— begin Records to process —
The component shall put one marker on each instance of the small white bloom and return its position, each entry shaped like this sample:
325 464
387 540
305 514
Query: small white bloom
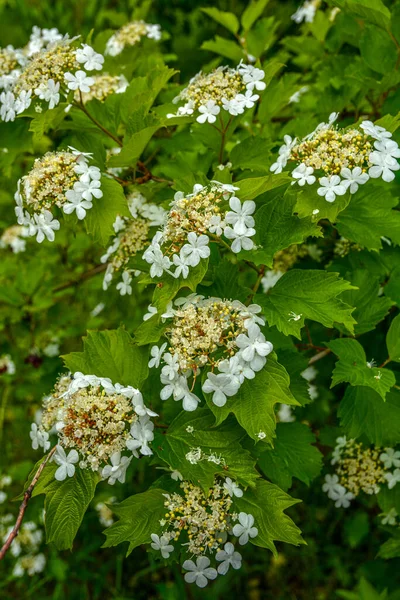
199 572
244 529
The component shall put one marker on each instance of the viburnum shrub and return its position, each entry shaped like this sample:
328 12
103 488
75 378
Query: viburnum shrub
226 241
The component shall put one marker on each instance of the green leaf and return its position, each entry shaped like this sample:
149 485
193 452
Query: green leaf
222 442
369 216
393 339
363 412
352 368
251 188
100 219
225 48
370 308
277 228
267 504
378 50
310 295
253 10
111 354
228 20
293 455
139 517
253 405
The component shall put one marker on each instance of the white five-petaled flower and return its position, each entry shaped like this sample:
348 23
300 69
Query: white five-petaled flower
76 203
196 249
117 470
222 386
162 544
124 286
331 187
390 458
156 354
208 112
80 81
240 215
91 59
199 572
66 463
353 178
254 347
232 488
245 528
304 175
228 558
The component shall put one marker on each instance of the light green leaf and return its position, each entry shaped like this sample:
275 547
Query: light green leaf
393 339
369 216
113 354
309 295
139 517
293 455
222 442
267 504
253 10
363 412
352 367
253 405
99 220
228 20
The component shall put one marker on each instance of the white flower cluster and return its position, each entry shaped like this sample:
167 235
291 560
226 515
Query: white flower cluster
222 335
341 160
130 34
132 237
360 469
195 218
201 523
25 547
13 237
231 90
7 365
64 179
53 65
96 421
306 11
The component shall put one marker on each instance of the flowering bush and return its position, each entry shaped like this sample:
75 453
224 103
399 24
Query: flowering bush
237 298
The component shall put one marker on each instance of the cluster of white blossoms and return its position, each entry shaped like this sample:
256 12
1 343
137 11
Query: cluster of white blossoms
52 70
221 335
62 179
95 422
131 34
7 365
14 238
201 523
340 160
25 547
132 236
209 212
232 90
360 469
— end Records to process —
**Problem details**
Rewrite the listing from the line containing "the white flower" through the end of the listing, inclusive, and keep every line, requests included. Raise each answer coordinate by 111, and leave the sample values in the requests unchanged.

**Result**
The component shall put one marker on each instance of the white flower cluster and return its position, each entry shaped like this sample:
167 235
291 560
226 515
Query: white flower cluster
333 446
452 271
241 145
243 348
471 580
306 329
312 634
136 658
124 348
342 201
118 476
175 290
164 176
207 532
417 122
The component shall put one marker on each instance of the flowering bush and return its position, each entry shaped like this sample:
75 453
224 103
399 24
Query: flowering bush
348 409
The component shall put one marker on each instance of the cluster of white blossoms and return its position, each entry shaped like this sample:
256 12
1 343
137 11
Query: cluster of white blossoms
163 181
332 446
173 290
206 533
242 145
118 476
125 349
312 634
451 271
136 658
243 347
320 323
343 201
471 580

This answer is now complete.